= PROBLEMS AND TASKS =
A. Render this sentence from the post on predictive policing into Spanish: "Crime does not occur randomly across cities; it tends to cluster."
B. Reproduce word for word the passage of the post on predictive policing starting at "The reference is" and ending at "in high-risk areas.".

= TEXT SEGMENT =
○ ○ ○

Substack

Friday, June 8, 2018

Predictive policing to deter crime

From the Economist Technology Quarterly,
Crime does not occur randomly across cities; it tends to cluster. In Seattle, for instance, police found that half of the city’s crime over a 14-year period occurred on less than 5% of the city’s streets. The red squares in Foothill district cluster around streets near junctions to main roads—the better to burgle and run while homeowners are at work—as well as around businesses with car parks (lots of inventory, empty at night) and railway stations. Burglars who hit one house on a quiet street often return the next day to hit another, hence the red squares.
The reference is to PredPol, a leading crime prediction software, which is used in Foothill and other districts across the LAPD, and each red square represents 2.3 hectare.  

Such algorithmic applications have two use cases - one to monitor the policeman's performance by measuring arrests and other specific actions, and second to deter crime by increasing surveillance and patrolling in high-risk areas. 

It may be the second use case that carries greater relevance for police districts in developing countries. Instead of focusing on punitive actions and personnel performance management, supervisory officials could focus attention on whether resources are being deployed in line with the diagnosis generated by the algorithms so as to deter crime. While the counter-factual of crime prevented is not easy to comprehend or communicate, this is a more sustainable and appropriate approach to using such applications, especially in the early stages.

I am reminded of the story of the Municipal Commissioner who used a similar approach to get the public health staff to keep the city clean. Sanitation in cities is critically dependent on night-sweeping of main roads and early morning garbage lifting, and cleaning of roads and open drains. It is therefore a practice for good Municipal Commissioners to make early dawn surprise rounds of the city streets. Though the Commissioner rarely ventures out of his car during the couple of hours of morning rounds, the likelihood of a surprise round by the Commissioner (or his/her easily recognisable car) has a powerful effect in keeping the public health workers on their toes.

Some of the more enterprising Commissioners, instead of waking up early in the morning, would send out just their vehicles with instructions to the driver to randomly cover a few streets! The galvanising effect was just as same! The same could apply to Police Commissioners making surprise night patrols. Anecdotally at least, in weak capacity systems, one could argue that Commissioners (Municipal and Police) who make shirking and non-compliance costly are among the most effective officers.

Signalling and deterrence are powerful forces in disciplining weak capacity systems and keeping order.

○ ○ ○

[Dataset entries]
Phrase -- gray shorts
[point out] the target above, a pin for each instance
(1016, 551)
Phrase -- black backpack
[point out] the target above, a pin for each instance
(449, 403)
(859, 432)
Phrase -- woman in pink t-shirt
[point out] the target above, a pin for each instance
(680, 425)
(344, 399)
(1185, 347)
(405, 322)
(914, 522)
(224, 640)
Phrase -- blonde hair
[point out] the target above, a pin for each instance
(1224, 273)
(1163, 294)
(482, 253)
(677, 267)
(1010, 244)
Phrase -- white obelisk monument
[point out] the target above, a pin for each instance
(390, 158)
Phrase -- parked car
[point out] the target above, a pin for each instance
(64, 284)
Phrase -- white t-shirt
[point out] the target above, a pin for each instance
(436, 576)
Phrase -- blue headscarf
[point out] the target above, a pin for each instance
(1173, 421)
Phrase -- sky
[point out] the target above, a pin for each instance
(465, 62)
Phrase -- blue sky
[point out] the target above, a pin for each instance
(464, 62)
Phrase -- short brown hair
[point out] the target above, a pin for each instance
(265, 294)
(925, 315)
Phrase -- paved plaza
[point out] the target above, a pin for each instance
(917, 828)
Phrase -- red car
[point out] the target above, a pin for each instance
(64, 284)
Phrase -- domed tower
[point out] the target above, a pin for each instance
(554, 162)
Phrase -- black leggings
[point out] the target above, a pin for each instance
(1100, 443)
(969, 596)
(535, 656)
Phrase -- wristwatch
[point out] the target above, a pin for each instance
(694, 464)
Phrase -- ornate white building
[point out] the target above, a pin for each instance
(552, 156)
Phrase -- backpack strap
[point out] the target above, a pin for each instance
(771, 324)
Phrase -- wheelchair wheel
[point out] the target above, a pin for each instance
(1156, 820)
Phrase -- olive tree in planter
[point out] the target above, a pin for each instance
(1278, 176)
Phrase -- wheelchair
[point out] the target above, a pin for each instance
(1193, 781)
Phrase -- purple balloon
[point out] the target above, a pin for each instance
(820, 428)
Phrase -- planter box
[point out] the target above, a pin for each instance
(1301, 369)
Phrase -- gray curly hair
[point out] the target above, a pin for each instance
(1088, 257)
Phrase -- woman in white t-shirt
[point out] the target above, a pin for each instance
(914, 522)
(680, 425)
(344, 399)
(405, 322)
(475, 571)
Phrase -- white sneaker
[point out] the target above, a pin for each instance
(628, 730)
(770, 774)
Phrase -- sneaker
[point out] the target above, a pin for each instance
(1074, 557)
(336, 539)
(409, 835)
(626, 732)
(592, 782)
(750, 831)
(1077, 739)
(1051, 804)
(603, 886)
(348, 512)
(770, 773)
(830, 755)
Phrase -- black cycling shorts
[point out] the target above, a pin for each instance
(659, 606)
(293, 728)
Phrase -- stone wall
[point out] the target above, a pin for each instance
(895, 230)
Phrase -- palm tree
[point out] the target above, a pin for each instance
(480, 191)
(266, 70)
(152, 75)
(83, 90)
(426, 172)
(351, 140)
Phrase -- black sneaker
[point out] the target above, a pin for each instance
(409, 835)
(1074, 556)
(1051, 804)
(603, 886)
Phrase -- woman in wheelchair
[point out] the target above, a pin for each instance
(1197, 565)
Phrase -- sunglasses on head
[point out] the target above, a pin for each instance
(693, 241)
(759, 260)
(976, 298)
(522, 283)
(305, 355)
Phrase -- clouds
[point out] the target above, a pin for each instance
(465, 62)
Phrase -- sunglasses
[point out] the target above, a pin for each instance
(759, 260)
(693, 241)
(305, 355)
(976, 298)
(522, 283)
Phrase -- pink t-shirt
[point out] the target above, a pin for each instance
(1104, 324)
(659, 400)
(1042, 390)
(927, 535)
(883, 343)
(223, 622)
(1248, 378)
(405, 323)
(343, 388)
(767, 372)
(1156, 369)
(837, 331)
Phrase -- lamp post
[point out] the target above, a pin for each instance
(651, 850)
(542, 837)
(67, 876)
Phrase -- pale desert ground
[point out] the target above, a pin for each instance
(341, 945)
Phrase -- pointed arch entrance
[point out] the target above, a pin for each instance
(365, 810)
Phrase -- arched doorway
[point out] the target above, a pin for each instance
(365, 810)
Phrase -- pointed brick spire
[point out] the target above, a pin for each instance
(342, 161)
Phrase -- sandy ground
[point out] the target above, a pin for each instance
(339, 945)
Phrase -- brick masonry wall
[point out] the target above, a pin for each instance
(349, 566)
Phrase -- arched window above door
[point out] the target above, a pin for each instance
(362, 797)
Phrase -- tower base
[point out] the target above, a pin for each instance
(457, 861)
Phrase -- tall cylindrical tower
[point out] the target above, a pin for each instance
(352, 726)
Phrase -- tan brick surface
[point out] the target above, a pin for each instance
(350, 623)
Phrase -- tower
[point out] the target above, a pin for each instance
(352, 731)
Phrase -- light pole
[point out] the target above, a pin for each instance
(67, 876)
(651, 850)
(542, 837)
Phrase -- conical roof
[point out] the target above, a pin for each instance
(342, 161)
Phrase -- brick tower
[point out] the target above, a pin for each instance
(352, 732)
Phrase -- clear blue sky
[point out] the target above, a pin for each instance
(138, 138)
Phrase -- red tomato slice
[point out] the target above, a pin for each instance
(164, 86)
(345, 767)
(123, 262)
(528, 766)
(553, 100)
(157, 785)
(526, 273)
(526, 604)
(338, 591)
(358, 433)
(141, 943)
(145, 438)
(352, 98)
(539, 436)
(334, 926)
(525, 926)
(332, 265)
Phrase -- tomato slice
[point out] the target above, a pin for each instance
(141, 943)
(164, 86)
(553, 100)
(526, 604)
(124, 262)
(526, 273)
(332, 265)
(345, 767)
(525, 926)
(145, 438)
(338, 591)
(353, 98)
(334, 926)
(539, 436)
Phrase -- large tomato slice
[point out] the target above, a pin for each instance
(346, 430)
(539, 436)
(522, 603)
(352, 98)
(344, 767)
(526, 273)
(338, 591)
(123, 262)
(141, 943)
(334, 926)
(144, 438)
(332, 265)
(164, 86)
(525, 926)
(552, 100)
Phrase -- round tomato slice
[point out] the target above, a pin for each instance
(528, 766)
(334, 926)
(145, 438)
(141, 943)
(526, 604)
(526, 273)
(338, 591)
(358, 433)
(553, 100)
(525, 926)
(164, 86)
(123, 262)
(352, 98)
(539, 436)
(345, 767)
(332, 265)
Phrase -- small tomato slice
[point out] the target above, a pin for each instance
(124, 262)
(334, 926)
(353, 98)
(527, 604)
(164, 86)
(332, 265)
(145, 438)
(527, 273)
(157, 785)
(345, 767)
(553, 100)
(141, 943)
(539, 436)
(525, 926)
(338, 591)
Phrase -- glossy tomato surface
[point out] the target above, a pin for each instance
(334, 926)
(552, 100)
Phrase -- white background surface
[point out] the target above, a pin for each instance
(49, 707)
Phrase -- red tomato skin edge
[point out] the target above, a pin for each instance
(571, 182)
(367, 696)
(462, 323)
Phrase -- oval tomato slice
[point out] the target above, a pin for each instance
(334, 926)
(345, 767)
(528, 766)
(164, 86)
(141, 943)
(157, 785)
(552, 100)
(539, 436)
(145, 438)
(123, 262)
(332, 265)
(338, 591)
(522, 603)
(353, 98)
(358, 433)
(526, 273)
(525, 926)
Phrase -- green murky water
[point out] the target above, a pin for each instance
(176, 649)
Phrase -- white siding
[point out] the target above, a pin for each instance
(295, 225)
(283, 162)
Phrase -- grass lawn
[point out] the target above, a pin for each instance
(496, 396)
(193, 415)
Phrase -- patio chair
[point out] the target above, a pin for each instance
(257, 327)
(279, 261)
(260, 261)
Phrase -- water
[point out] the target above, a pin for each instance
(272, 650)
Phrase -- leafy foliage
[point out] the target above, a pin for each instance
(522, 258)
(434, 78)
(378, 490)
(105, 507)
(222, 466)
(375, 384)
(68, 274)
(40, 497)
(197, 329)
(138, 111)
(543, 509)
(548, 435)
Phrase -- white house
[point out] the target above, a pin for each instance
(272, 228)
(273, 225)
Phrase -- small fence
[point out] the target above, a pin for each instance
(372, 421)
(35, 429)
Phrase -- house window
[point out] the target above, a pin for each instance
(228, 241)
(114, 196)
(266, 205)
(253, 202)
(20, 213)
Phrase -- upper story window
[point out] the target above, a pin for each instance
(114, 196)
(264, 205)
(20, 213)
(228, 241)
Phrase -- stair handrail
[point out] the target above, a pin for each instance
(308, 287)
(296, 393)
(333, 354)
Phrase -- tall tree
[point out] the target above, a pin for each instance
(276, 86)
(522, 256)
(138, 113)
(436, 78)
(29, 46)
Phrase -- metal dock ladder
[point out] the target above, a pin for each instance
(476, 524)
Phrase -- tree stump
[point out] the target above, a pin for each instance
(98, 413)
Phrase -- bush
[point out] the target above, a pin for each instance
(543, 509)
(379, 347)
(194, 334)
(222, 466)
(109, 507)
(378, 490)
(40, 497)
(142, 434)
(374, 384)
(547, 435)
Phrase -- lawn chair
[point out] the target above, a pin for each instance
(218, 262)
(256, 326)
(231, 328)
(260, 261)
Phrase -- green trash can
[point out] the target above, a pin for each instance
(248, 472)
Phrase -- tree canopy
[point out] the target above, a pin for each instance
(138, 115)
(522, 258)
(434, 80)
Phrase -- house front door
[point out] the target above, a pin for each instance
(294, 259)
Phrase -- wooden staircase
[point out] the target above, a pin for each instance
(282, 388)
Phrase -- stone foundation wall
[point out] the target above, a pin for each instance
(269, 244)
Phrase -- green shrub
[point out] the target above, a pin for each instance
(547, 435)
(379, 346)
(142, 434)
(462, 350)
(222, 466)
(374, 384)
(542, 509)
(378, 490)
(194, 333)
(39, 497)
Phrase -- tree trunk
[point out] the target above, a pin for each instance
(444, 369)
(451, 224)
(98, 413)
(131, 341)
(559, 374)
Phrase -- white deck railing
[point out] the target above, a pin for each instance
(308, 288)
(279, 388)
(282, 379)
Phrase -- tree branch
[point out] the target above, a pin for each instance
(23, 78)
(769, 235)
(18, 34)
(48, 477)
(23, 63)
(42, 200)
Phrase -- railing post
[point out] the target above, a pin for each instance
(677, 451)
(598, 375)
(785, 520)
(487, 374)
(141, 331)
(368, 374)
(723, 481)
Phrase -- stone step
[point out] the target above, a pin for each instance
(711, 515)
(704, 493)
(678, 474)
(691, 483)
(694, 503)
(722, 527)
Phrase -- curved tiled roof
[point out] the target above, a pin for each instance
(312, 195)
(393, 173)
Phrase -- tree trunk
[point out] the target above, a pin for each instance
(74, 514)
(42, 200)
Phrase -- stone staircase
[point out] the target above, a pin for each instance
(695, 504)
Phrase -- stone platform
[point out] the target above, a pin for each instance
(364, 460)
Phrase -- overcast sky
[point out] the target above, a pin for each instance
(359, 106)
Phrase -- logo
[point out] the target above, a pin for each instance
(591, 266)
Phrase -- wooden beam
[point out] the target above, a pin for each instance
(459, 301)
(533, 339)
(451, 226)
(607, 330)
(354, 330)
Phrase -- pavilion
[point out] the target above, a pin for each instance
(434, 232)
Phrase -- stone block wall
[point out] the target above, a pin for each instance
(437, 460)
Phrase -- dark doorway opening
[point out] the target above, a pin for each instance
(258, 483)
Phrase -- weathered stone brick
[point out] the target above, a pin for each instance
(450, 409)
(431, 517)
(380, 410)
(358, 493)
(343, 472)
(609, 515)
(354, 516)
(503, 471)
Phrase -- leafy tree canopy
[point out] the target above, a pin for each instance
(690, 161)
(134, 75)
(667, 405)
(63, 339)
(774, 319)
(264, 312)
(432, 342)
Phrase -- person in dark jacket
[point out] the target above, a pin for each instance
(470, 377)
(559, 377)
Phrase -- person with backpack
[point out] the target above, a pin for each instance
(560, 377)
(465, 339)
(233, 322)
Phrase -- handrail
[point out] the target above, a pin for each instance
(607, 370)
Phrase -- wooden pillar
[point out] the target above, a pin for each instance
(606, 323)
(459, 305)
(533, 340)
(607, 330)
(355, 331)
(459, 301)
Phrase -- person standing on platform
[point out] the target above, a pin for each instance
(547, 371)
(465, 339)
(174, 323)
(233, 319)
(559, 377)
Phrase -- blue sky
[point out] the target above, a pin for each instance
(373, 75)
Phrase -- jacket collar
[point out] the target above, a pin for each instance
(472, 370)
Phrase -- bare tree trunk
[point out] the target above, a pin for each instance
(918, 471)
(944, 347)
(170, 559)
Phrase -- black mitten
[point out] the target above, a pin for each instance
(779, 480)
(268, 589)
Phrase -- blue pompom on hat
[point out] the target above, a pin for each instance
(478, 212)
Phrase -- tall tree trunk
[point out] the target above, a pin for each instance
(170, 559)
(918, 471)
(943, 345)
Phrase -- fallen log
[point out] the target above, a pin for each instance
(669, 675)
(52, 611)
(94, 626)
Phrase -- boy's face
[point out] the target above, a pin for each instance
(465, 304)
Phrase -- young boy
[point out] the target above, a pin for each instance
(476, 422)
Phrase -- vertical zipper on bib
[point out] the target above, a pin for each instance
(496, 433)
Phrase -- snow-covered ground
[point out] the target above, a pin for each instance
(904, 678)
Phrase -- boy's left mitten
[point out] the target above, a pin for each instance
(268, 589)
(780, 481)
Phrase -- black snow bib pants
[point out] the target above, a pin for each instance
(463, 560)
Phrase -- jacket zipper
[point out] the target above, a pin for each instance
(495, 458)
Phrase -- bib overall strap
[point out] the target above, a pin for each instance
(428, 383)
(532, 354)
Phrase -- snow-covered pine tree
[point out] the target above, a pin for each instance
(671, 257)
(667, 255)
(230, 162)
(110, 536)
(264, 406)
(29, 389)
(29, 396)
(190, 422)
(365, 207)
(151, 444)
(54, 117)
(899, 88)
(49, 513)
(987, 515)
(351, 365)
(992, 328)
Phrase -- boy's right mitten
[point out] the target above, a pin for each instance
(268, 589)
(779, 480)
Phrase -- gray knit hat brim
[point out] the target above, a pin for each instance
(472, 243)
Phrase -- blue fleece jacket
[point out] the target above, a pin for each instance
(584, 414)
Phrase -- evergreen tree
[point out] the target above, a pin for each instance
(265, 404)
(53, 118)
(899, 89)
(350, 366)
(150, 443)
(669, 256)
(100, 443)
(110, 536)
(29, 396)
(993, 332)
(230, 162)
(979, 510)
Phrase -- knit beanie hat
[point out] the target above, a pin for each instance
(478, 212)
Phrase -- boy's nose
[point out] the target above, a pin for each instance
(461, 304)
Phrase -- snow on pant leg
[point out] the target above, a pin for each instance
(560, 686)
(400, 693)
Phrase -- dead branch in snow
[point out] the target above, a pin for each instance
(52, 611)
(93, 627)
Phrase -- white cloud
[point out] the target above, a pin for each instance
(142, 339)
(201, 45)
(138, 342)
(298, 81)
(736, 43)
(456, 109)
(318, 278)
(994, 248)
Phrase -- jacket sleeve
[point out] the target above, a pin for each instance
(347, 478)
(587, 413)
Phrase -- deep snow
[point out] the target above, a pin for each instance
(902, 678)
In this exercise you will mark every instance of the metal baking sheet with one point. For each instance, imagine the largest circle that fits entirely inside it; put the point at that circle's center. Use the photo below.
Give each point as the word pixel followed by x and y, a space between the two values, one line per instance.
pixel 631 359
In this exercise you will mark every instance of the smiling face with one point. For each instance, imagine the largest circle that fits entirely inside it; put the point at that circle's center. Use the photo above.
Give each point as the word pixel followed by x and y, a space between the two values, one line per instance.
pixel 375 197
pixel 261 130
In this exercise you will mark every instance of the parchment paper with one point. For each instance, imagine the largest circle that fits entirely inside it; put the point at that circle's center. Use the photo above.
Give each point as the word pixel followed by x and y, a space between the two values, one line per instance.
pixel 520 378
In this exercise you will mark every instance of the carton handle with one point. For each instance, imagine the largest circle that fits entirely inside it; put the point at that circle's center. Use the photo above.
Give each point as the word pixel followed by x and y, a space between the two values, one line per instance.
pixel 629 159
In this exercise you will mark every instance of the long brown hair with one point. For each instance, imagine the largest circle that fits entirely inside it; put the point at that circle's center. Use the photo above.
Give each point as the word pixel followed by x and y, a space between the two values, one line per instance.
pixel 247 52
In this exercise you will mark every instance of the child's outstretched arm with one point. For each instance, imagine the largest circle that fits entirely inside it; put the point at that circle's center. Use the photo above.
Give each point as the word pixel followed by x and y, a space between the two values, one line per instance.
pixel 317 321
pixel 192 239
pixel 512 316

○ ○ ○

= RESULTS FOR THE EXERCISE =
A. El delito no ocurre al azar en las ciudades; tiende a concentrarse.

B.
The reference is to PredPol, a leading crime prediction software, which is used in Foothill and other districts across the LAPD, and each red square represents 2.3 hectare.  

Such algorithmic applications have two use cases - one to monitor the policeman's performance by measuring arrests and other specific actions, and second to deter crime by increasing surveillance and patrolling in high-risk areas.